The records
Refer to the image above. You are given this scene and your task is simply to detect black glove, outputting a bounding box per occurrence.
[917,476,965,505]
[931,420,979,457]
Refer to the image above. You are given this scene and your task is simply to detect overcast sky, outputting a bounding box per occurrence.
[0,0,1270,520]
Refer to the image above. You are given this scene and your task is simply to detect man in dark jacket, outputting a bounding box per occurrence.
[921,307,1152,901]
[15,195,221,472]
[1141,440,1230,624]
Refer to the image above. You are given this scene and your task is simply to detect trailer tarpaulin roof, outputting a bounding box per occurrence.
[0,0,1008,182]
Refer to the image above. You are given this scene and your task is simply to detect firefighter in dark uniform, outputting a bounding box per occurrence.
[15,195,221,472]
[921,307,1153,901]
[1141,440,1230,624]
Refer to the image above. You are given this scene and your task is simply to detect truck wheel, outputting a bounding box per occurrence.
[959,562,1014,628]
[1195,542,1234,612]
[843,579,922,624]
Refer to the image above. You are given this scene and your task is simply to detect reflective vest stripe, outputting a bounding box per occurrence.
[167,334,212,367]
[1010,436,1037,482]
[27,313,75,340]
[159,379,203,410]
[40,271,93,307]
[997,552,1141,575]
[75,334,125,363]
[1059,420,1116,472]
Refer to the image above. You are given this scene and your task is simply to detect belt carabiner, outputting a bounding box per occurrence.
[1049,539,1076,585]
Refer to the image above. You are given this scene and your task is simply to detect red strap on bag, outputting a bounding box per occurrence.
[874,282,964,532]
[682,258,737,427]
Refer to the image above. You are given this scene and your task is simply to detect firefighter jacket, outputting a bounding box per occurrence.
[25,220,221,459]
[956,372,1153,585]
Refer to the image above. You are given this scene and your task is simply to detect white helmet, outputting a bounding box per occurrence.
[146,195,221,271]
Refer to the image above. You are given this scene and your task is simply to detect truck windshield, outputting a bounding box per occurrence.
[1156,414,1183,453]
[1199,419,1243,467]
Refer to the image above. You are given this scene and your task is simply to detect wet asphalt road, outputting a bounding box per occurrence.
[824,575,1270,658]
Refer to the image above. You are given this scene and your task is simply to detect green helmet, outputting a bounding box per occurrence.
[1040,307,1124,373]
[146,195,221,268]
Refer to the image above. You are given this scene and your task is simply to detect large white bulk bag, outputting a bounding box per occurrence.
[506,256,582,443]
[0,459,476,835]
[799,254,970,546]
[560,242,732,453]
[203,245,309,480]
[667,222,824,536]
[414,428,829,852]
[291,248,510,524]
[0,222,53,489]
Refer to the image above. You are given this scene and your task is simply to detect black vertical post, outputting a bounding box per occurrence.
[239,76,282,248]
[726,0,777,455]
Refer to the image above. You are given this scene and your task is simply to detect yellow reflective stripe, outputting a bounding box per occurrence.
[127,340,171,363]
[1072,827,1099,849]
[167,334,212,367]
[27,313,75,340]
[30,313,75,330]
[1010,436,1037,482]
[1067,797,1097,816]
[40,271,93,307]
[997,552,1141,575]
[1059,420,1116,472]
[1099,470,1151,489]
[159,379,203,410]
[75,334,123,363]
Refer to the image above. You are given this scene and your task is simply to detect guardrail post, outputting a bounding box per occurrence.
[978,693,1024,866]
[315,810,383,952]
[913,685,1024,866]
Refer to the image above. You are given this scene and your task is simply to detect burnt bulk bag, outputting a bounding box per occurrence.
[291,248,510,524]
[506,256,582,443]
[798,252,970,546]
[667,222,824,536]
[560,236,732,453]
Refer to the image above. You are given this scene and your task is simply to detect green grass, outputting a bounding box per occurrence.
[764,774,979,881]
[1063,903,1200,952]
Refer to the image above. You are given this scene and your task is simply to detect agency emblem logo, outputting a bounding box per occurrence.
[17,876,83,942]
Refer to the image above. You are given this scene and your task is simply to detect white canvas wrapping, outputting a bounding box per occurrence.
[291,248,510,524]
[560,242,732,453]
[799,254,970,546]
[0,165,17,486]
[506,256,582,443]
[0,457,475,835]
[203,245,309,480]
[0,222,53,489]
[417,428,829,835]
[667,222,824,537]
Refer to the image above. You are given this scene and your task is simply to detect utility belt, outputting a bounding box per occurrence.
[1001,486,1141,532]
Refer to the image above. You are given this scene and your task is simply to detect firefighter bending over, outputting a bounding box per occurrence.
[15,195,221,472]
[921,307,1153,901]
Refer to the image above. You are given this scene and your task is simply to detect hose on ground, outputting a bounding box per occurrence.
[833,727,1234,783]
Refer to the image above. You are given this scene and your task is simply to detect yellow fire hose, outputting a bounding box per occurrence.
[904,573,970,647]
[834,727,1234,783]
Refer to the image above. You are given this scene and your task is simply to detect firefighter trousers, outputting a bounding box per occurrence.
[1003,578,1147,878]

Your objective
Recast all of the lines above as a JSON list of strings, one string per line, and leave out any blank lines.

Solution to the exercise
[
  "Refer to the image above. You are given this scene and your task is simply to detect black glove, outputting a bounding box per occurrence.",
  "[917,476,965,505]",
  "[931,420,979,457]",
  "Refer to the image above. You are given this scene and your task is simply to detect overcast sky, outputting a bounding box per occurrence.",
  "[0,0,1270,520]",
  "Refer to the image above. You are given this scene and your task is simply to detect man in dark jacket, outputting a bounding box per occurrence.",
  "[921,307,1152,901]",
  "[15,195,221,472]",
  "[1141,440,1230,624]",
  "Refer to the image above. You are given this scene and your task is simply to detect trailer tarpaulin roof, outputting a bounding box per occurrence.",
  "[0,0,1008,182]",
  "Refer to the image above. You are given this scene and your task is simply to detect firefighter in dark uniform, outputting a bounding box per occurrence.",
  "[15,195,221,472]",
  "[921,307,1153,901]",
  "[1141,440,1230,624]",
  "Refer to the image above. You are given this scene and your task is simply to detect truck wheel, outputting a bounding box per occurrence.",
  "[959,562,1014,628]",
  "[1195,542,1234,612]",
  "[843,579,922,624]",
  "Refer to the image above. You are given this scene and your task is simply to detect reflective vest stripe, outputting a bounding box per occurrence.",
  "[167,334,212,367]",
  "[1010,436,1037,482]",
  "[27,313,75,340]",
  "[159,379,203,410]",
  "[40,271,93,307]",
  "[997,552,1141,575]",
  "[75,334,125,363]",
  "[1059,420,1116,472]",
  "Refer to the image above. You are given this scene and your task is simply to detect belt carabiner, outputting a bounding box per occurrence.",
  "[1049,539,1076,585]",
  "Refer to the image above. You are given this scene and your task is simply to detect red strap on bag, outputting a bounding box per occurrence.",
  "[874,282,964,532]",
  "[682,258,737,427]",
  "Refer to the image above. You are given this scene and your task is simply to detect firefighter jacket, outputting a bounding box per occurrence.",
  "[25,220,221,459]",
  "[956,372,1153,585]",
  "Refer to the image above. You are given this scene and your task is simply to detect white helmet, outputting a bounding box per occurrence.",
  "[146,195,221,271]",
  "Refer to the image above. You are given this scene and your task is simply to detect truck windshield, outputting a bounding box per occurrence.",
  "[1156,414,1183,453]",
  "[1199,419,1243,467]",
  "Refer to the image above. You are given this scene and your task is simply to detect wet asphalt road, outputting a bounding box per occurrence.",
  "[824,575,1270,658]",
  "Refer to the image above. You are given this scene and your task is simply to detect green helmet, outputting a bounding box per occurrence.",
  "[1040,307,1124,373]",
  "[146,195,221,268]",
  "Refer to the image above. You are given this scene and your task is simply to detect large white bulk bag, outputting a bounding box per occurrence.",
  "[506,256,582,443]",
  "[0,459,476,835]",
  "[799,254,970,546]",
  "[560,242,732,453]",
  "[203,245,309,480]",
  "[667,222,824,536]",
  "[414,428,829,852]",
  "[291,248,510,524]",
  "[0,222,53,489]",
  "Refer to the image above. You are given this scene and your task is simply to detect black vertical post, outputting a bounding box per occurrence.",
  "[239,76,282,248]",
  "[726,0,777,455]",
  "Refer to the image above. You are given this scene and your task is simply to detect yellow reflective stripe, outputting a bounding box per occurrence.",
  "[127,340,171,363]",
  "[1072,827,1099,849]",
  "[167,334,212,367]",
  "[27,313,75,340]",
  "[30,313,75,330]",
  "[1010,436,1037,482]",
  "[1067,797,1097,816]",
  "[40,271,93,307]",
  "[997,552,1141,575]",
  "[1059,420,1116,472]",
  "[1099,470,1151,489]",
  "[159,379,203,410]",
  "[75,334,123,363]",
  "Refer to the image above. You are given this scene and your task is simply to detect guardrail post, outputting a bounding box per occurrence.",
  "[978,693,1024,866]",
  "[315,810,383,952]",
  "[913,685,1024,866]",
  "Refer to the image above. You are given this scene and your task is simply to detect burnt bulk bag, outputting a bounding box per occurrence.",
  "[291,248,510,524]",
  "[506,256,582,443]",
  "[798,252,970,546]",
  "[667,222,824,536]",
  "[560,236,732,453]",
  "Refer to the image above. You are given this scene and your task is simply to detect green grass, outputting a bounding box per occurrence.",
  "[764,774,979,881]",
  "[1063,903,1200,952]",
  "Refer to the image above. You are given this scene and your task is simply to detect agency emblem logo, outputting a bounding box per occurrence.",
  "[17,876,83,942]",
  "Refer to the image above. You are given this scene and your task is simply to detect white canvas wrapping, outputting a bounding box per occurrence.",
  "[291,248,510,524]",
  "[560,242,732,453]",
  "[799,254,970,546]",
  "[0,165,17,486]",
  "[506,256,582,443]",
  "[0,457,475,835]",
  "[203,245,309,480]",
  "[0,222,53,489]",
  "[417,428,829,835]",
  "[667,222,824,537]",
  "Refer to the image above. You are given this scene and your task is simply to detect utility belt, outputting a bounding box per occurrence.",
  "[1001,486,1141,532]",
  "Refer to the image above. You are given this scene and your task is simply to detect firefighter bending over, outputting a bounding box per occurrence.",
  "[15,195,221,472]",
  "[921,307,1153,901]",
  "Refer to the image above. You are given this scene and your task is simply to detect hose on ground, outputting a bounding box per occurrence.",
  "[833,727,1234,783]",
  "Refer to the image above. You are given this scene and your task is simply to detect yellow fire hose, outputting a bounding box per occurrence.",
  "[904,573,970,647]",
  "[834,727,1234,783]",
  "Refer to the image above. You are given this scene and your task is simply to detect firefighter trousers, outputting a bounding box per occurrence.",
  "[1003,578,1147,878]"
]